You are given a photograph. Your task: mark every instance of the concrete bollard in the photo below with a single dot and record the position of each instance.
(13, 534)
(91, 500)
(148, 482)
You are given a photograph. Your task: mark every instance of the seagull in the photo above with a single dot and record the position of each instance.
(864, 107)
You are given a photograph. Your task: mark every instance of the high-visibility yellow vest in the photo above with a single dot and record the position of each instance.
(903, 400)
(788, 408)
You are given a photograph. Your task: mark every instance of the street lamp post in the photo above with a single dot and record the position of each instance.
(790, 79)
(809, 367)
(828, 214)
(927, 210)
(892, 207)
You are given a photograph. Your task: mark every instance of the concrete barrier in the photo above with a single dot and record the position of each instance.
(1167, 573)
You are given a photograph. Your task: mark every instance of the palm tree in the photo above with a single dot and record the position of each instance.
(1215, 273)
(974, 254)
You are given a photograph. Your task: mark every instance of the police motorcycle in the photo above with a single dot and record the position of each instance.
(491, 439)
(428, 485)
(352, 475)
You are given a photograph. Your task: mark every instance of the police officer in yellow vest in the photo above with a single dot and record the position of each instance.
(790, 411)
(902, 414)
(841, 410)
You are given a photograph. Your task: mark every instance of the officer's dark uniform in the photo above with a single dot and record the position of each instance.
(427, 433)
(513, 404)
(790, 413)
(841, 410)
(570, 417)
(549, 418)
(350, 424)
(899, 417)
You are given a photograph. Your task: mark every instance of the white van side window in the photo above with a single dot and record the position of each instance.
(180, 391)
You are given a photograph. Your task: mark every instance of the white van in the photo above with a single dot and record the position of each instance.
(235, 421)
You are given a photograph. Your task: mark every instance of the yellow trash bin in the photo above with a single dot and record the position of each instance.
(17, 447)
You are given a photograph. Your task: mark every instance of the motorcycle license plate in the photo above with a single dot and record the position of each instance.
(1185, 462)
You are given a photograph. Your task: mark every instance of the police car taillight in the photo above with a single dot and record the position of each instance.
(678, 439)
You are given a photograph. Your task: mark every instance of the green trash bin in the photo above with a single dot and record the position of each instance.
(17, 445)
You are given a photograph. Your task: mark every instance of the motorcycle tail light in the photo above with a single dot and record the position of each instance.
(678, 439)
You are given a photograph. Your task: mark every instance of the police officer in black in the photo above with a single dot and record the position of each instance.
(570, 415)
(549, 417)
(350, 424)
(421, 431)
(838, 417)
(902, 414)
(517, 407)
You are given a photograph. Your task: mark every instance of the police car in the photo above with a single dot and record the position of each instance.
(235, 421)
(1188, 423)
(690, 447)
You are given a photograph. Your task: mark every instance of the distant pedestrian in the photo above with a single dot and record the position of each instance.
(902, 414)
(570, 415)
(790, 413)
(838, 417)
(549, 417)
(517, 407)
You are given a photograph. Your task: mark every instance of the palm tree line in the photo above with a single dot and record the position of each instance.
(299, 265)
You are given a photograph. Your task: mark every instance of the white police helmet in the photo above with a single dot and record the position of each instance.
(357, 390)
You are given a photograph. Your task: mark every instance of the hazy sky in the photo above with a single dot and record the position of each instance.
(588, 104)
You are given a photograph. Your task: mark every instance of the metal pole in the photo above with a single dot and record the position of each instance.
★ ★ ★ ★ ★
* Given problem *
Please rewrite the rows above, changing "with a single dot" to "with one point" wherever it occurs and leaving everything else as is.

* Finished task *
You are given a photograph. Your task: mark every instance of the concrete bollard in the photo below with one point and record the position of each instance.
(13, 534)
(91, 500)
(148, 482)
You are given a photograph. Your task: mark every instance of the seagull in the photo above with one point and record the position of each instance.
(864, 107)
You are given a photograph. Your task: mark every instance of the high-visibility yellow vest in the photo above with one point and record the position of each instance.
(903, 400)
(788, 408)
You are given a photograph. Your task: mark every instance of the street lamp post in the photo above with one point and record the position of each instance.
(790, 79)
(809, 367)
(828, 214)
(927, 210)
(892, 207)
You are given a photograph. Your task: mark every instance of the concrete barrier in the photo above with one point and record the position of each instance.
(1167, 573)
You are given a photograph. Your task: mark every instance of the palm tree in the photo above with one point and record the position of each instance.
(1215, 273)
(974, 254)
You are given a photograph. Your task: mark every instance of the police motorcycle in the photo above with one point and record the position of each instance.
(491, 439)
(428, 485)
(352, 475)
You are given a photograph. Your task: mark every instance of the police officer in yellow vest in the photo above with one point and record the position of each instance.
(790, 411)
(902, 414)
(841, 410)
You are given a photograph. Your task: mark every instance of the officer's dark uniform in the photo above with one point and record the position of each instance.
(427, 433)
(513, 404)
(790, 413)
(841, 410)
(570, 417)
(549, 418)
(350, 424)
(899, 417)
You are given a photograph. Your task: mark every instance of the white van side window in the photo above with one point and record the position of each instance.
(180, 391)
You are given a photograph. Your task: mark every instance of the white van in the photo above with one point and record the position of each instance.
(235, 421)
You are given a photograph. Your task: mark every instance of the yellow trash bin in the photo above with one point and record the position of each instance.
(17, 447)
You are given a photograph. Your task: mark every instance of the motorcycle license plate in the photo above with one point and record the position of each instance.
(1185, 462)
You are given a photograph. Your task: mark every instance of the police car taillight in the photo above with one point and record the position of each instance.
(678, 439)
You are given a photograph. Your task: mark every instance of the green trash bin in the photo above with one point and record the position of each instance.
(17, 445)
You are given a photograph. Your task: mark every instance of the motorcycle tail light in the photo above with one point and record the position of each instance.
(678, 439)
You are given a photograph. Your task: mark every instance of the police officer in black in the photo above with one point and record the position of each instance.
(570, 415)
(549, 417)
(350, 424)
(421, 431)
(838, 417)
(902, 414)
(517, 407)
You are given a photograph. Your task: mark every instance of the police car in the photo above with one point and record the position of each instance.
(235, 421)
(1188, 423)
(690, 447)
You are given a photograph. Your task: mark every instance of the distant pedestrian in the photo above with one point and record the position of each instance.
(902, 414)
(570, 415)
(790, 413)
(838, 417)
(549, 417)
(517, 407)
You are given a photograph. Your task: mark every instance of the palm tree line in the photo above with one point and record the position of each instance.
(299, 265)
You are given a photograph. Your task: mark every instance of the white police helmet in the photo above with one point and record the position of each instance.
(357, 390)
You are given a photograph. Your task: mark every instance of the hazy sky in the photo above with one point and record the position of each instance.
(588, 104)
You are given a photograph. Your task: mark every instance of the metal pole in the photo above with one point and record the position of each instance.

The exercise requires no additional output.